[Start of DATA FOR THE TASK]

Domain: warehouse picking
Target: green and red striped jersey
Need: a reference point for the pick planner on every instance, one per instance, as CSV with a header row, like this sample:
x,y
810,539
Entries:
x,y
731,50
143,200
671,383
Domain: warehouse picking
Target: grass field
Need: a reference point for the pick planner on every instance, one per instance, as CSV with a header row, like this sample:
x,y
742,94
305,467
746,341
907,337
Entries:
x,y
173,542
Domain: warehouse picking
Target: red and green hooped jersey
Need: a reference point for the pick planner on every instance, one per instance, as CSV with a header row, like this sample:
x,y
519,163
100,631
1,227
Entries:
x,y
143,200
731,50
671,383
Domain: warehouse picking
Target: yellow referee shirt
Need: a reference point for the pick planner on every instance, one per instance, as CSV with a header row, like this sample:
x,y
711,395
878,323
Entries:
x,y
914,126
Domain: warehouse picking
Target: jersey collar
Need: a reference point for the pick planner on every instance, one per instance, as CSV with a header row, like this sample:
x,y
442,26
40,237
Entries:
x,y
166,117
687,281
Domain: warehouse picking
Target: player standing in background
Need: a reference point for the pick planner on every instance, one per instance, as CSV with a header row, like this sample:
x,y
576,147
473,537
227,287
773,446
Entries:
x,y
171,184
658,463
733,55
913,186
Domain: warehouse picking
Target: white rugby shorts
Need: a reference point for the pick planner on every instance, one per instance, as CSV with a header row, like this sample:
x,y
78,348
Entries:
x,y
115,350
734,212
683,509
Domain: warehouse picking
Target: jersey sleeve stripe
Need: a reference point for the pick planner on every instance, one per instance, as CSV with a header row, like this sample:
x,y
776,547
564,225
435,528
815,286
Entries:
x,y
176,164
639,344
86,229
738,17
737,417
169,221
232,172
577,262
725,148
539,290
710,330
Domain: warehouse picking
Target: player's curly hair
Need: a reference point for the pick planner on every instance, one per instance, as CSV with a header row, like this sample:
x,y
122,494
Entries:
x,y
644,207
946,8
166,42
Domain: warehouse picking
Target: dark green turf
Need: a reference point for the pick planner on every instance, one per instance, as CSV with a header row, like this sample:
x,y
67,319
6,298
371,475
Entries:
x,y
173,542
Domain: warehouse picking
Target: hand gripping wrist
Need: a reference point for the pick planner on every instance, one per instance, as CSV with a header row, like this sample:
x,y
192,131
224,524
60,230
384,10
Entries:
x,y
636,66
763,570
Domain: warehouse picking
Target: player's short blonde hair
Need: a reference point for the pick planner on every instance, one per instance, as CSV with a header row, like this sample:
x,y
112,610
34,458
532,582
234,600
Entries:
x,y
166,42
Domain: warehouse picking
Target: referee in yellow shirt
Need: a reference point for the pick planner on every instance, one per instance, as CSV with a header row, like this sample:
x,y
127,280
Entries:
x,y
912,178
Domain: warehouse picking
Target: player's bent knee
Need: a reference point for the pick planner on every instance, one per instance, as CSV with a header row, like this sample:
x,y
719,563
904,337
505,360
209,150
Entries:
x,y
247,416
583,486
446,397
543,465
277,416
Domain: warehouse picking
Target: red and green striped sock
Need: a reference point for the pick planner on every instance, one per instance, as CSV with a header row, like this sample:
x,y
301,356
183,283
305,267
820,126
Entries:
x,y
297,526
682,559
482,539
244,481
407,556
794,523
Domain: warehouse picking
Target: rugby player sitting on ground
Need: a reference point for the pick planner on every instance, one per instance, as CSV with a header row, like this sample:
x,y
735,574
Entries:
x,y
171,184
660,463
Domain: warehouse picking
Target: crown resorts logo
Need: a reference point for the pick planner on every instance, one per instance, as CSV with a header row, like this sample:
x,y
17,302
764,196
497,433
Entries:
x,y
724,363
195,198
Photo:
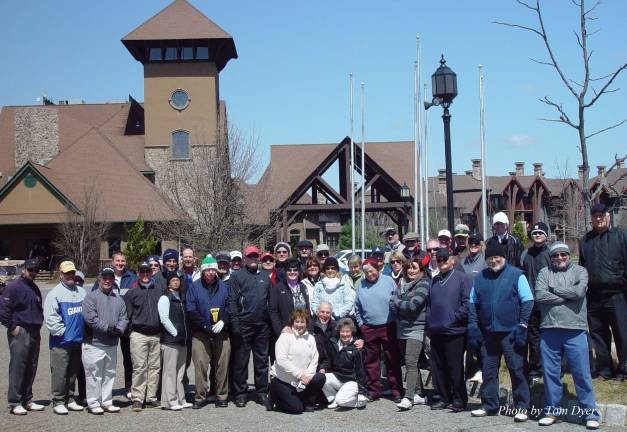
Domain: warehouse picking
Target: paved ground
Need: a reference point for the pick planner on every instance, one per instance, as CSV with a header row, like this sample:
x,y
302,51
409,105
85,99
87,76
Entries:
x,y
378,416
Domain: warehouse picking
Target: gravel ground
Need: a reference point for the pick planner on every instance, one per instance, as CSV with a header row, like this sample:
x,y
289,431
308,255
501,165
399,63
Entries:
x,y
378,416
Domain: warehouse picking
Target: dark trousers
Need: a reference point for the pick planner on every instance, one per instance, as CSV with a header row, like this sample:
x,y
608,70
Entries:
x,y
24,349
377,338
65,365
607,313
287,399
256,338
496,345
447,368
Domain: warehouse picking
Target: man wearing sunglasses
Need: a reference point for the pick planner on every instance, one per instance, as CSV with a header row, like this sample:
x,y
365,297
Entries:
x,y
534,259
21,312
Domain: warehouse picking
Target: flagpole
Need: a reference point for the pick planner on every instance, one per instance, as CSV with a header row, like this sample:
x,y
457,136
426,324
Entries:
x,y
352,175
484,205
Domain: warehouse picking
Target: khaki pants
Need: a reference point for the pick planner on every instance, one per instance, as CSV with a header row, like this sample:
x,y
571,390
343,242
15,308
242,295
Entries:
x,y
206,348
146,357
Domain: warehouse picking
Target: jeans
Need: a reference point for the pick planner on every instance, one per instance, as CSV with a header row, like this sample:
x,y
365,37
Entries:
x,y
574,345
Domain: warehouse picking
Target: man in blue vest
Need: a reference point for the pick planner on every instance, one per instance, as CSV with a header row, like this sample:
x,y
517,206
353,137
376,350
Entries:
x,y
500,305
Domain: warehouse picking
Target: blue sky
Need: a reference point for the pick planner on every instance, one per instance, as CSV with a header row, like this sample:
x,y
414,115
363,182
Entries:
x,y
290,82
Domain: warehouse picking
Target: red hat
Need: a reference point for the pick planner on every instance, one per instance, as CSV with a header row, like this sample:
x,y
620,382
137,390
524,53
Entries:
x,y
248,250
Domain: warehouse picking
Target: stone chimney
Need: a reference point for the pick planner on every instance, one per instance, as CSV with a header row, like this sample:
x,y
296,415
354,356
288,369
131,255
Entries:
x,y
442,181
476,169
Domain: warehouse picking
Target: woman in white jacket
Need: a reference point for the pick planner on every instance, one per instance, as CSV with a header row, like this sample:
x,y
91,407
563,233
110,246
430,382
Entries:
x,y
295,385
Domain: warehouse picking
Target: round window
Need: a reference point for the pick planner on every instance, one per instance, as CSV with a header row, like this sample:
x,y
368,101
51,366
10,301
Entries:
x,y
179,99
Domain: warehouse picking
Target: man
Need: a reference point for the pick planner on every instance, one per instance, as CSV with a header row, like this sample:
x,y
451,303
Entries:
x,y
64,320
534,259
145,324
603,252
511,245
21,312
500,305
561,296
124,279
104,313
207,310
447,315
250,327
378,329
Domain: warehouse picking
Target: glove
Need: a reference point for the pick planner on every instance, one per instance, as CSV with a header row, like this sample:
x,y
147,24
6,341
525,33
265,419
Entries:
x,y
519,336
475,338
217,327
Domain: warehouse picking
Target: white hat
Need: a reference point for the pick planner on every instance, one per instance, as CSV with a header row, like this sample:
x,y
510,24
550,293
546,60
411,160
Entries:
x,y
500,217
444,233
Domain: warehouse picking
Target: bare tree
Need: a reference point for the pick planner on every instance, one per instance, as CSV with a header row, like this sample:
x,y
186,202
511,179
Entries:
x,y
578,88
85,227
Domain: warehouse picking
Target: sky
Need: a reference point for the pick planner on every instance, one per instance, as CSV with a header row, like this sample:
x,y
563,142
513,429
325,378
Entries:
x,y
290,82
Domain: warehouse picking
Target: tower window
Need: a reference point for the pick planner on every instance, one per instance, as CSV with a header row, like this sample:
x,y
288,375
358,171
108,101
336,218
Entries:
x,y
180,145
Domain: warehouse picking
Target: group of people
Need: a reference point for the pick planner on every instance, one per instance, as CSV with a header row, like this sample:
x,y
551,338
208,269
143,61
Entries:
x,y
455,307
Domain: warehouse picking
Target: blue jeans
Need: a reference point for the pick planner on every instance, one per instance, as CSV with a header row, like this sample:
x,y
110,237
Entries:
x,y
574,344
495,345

[End of DATA FOR THE TASK]

### [STATED GOAL]
Report every line in the rows above that contains the string "jersey", copying each one in full. Case counts.

### [FINISHED EXERCISE]
Target: green and red striped jersey
Target: red and green hooped jersey
Target: jersey collar
Target: jersey sleeve stripe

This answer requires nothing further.